▸ SELECTED EXCERPT
◆ ◆ ◆ ◆

In the first half of the year, there was a surge of purchases by hotel chains. Operators accounted for roughly one third of continental investment, with more than 3.0 billion euros in acquisitions. They also participated as investors in seven of the 25 largest transactions. The report notes a growing trend of private buyers and operating groups, while private equity funds seek returns from the United Kingdom.

2.2 billion euros in Spain transactions

The hotel investment in Spain hovered around 1.5 billion euros, continuing the 2021 momentum that positioned these assets at the forefront of the Commercial Real Estate grouping, which includes offices, retail assets, logistics, and alternatives. EY’s Strategy and Transactions team projects that hotels will transact for more than 2.2 billion euros in the coming months: 815 million in the short term, 972 million in the medium term, and 260 million in the long term.

◆ ◆ ◆ ◆

▸ PROBLEM
In the passage on hotel investment, reproduce the text between "The hotel investment" and "the long term.", inclusive, substituting "growth" for "momentum".

▸ MATERIAL PROVIDED
◆ ◆ ◆ ◆

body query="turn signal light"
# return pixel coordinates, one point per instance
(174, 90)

◆ ◆ ◆ ◆

▸ OUTPUT BELOW
The hotel investment in Spain hovered around 1.5 billion euros, continuing the 2021 growth that positioned these assets at the forefront of the Commercial Real Estate grouping, which includes offices, retail assets, logistics, and alternatives. EY’s Strategy and Transactions team projects that hotels will transact for more than 2.2 billion euros in the coming months: 815 million in the short term, 972 million in the medium term, and 260 million in the long term.